EXERCISE DIRECTIONS
Report each line of the records below that contains the string "surface", copying every such line in full.

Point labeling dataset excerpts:
__________________________________________________
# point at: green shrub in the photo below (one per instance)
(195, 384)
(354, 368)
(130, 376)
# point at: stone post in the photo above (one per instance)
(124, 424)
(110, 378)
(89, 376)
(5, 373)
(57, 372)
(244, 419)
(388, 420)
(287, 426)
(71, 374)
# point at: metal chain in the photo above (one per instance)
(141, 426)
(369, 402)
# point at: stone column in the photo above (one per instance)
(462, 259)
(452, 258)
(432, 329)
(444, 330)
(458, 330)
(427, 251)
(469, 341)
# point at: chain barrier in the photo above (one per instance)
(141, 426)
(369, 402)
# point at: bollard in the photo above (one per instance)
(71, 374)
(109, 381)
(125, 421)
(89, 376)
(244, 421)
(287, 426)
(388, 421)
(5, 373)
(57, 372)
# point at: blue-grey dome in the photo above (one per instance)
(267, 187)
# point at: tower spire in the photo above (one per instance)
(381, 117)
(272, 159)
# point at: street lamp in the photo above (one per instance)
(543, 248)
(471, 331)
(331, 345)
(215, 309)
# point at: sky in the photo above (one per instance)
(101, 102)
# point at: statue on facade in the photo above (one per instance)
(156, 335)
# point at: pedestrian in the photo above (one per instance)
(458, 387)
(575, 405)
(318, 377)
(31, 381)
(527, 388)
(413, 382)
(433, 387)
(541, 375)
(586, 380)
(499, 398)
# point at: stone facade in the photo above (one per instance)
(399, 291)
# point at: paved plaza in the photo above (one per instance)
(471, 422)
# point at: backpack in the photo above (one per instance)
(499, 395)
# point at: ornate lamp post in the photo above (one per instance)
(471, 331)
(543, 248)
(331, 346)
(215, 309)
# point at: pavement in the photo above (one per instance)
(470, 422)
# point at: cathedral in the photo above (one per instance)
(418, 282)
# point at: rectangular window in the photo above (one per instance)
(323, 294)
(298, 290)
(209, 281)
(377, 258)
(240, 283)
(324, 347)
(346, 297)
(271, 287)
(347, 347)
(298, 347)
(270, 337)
__________________________________________________
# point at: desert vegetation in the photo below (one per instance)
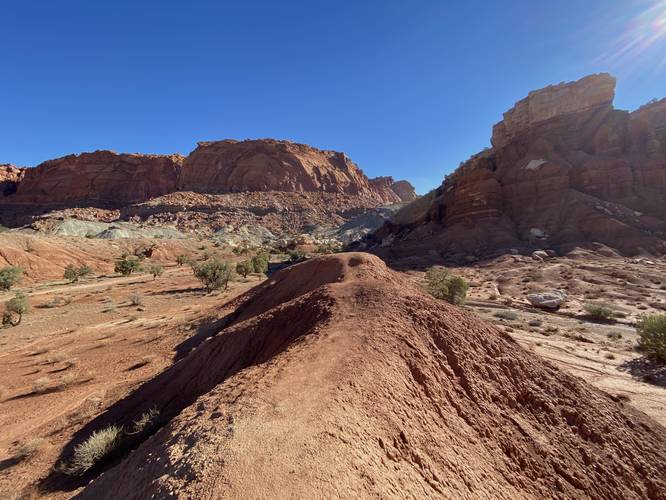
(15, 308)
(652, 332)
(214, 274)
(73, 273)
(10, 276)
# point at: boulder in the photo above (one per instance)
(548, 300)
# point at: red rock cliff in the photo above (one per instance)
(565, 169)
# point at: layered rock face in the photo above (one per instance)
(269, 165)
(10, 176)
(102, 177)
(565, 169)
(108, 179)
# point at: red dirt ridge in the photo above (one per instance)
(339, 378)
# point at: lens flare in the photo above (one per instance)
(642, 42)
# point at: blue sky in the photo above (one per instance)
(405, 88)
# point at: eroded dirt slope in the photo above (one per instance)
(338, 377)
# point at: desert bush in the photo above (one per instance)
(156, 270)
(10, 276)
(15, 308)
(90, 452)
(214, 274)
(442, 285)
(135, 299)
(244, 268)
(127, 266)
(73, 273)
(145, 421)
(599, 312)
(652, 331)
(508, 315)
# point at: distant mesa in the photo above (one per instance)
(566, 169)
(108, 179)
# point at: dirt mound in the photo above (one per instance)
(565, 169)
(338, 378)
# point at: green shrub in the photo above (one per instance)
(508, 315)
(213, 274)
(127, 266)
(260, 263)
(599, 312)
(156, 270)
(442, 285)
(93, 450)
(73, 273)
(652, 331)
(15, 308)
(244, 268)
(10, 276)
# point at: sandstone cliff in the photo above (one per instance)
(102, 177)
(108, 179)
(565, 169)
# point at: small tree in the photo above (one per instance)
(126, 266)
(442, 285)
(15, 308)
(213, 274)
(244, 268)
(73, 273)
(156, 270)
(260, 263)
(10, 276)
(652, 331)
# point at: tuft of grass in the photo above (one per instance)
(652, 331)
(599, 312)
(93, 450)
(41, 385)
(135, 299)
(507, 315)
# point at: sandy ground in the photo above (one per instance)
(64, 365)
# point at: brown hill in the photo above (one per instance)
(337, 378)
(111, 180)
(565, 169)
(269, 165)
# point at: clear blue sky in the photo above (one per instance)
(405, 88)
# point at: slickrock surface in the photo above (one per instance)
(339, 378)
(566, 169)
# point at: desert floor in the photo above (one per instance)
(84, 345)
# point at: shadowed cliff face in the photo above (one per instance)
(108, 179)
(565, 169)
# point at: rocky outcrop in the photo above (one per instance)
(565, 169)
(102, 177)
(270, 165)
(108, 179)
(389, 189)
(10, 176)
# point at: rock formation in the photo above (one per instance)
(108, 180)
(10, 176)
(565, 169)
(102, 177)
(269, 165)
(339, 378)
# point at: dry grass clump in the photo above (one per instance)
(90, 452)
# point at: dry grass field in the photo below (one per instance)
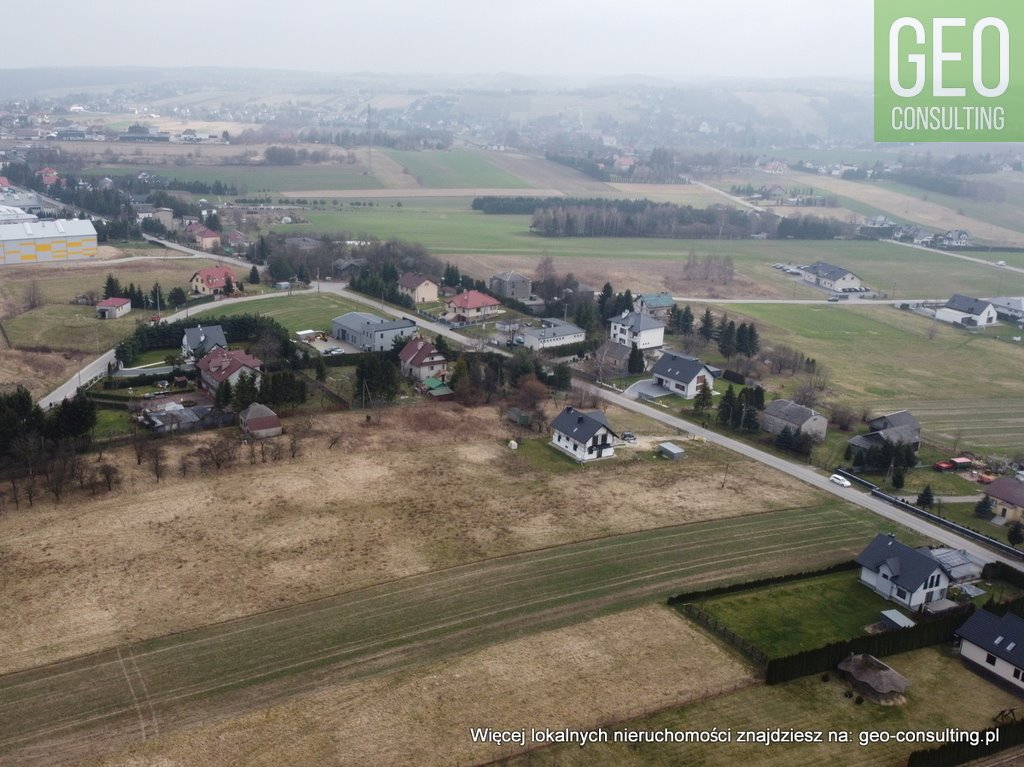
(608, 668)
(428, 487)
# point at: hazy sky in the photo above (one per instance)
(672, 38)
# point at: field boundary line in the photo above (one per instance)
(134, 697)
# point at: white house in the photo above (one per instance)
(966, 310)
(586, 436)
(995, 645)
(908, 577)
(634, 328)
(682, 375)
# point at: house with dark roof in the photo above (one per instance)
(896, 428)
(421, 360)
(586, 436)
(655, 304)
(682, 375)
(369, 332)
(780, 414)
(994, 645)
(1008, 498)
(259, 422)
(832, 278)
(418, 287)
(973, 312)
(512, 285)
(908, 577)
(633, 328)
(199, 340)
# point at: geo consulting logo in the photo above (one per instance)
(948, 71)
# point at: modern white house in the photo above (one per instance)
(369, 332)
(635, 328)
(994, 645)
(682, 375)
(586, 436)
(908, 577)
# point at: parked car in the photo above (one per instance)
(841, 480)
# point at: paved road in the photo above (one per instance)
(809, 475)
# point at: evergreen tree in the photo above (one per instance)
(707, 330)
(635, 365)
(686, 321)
__________________________________________________
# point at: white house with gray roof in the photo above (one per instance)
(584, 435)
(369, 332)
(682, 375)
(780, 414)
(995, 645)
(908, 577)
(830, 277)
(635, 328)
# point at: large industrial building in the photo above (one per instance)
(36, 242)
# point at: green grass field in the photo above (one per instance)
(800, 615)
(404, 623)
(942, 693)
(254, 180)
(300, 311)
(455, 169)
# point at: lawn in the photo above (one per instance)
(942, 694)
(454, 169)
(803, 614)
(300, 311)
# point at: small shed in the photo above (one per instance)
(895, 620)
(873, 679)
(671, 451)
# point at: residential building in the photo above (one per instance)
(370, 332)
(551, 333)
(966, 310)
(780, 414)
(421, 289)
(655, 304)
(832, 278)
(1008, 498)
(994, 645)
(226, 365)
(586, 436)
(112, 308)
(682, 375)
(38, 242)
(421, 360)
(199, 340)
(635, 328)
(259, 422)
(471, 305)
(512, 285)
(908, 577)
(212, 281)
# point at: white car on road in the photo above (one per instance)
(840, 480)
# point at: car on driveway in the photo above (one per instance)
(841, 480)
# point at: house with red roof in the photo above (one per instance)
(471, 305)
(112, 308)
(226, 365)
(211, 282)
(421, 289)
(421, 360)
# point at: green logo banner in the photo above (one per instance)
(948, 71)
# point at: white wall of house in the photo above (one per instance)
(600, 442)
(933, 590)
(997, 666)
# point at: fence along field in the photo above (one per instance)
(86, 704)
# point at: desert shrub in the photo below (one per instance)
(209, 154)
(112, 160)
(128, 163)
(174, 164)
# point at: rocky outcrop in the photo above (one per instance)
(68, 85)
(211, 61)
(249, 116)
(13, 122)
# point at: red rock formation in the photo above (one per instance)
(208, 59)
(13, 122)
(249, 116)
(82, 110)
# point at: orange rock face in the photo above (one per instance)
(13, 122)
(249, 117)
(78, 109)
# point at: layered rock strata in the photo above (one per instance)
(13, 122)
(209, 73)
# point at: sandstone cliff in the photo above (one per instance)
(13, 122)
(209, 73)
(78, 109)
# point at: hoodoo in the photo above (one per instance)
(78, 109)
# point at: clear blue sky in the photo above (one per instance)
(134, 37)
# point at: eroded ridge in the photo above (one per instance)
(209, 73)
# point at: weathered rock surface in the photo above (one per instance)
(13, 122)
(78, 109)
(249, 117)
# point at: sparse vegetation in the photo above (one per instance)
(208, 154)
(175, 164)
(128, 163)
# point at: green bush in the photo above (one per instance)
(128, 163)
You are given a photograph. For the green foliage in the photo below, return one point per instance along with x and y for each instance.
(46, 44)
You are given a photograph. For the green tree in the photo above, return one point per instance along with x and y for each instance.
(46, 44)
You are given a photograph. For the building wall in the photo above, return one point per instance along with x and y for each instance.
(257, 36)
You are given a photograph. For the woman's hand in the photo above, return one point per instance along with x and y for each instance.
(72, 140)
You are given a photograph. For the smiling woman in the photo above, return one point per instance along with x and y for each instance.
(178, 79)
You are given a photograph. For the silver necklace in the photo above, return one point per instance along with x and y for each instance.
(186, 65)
__________________________________________________
TASK SOLUTION
# point at: slickrock surface in the photo above (one per instance)
# point at: weathered rock surface in the photo above (one per instance)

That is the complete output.